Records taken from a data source
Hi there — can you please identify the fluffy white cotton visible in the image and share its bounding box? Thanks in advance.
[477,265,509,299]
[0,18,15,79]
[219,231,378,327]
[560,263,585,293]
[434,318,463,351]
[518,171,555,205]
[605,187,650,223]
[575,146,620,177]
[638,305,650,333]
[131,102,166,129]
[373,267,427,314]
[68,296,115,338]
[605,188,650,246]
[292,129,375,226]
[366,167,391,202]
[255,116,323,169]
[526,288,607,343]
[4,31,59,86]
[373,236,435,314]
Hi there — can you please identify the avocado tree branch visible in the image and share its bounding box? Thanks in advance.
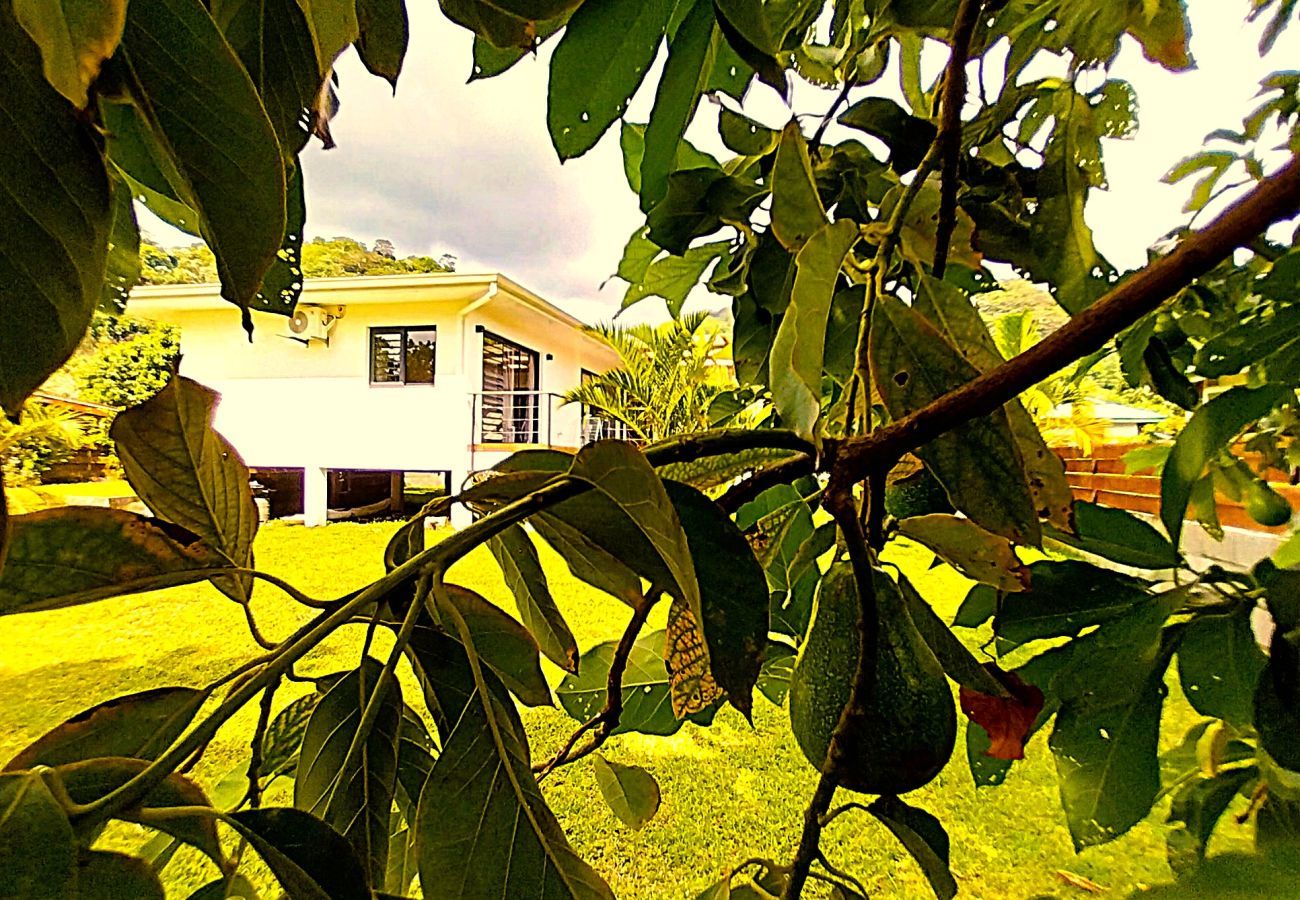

▶ WHAT TO WORK ON: Please copy all of the items above word for word, leaving out the pictures.

▶ RIGHT ANSWER:
Hi there — can you please identify the fluffy white cotton visible in the image and share its bounding box? Thanks in advance.
[477,265,509,299]
[0,18,15,79]
[219,231,378,327]
[560,263,585,293]
[434,318,463,351]
[518,171,555,205]
[605,187,650,223]
[575,146,620,177]
[638,305,650,333]
[131,102,166,129]
[373,267,427,314]
[68,296,115,338]
[605,188,650,246]
[292,129,375,226]
[366,167,391,202]
[255,116,323,169]
[526,288,607,343]
[4,31,59,86]
[373,236,435,314]
Hi there — can you please identify the avocado tree branch visible in the image and share its bounding box? Thanks in advance.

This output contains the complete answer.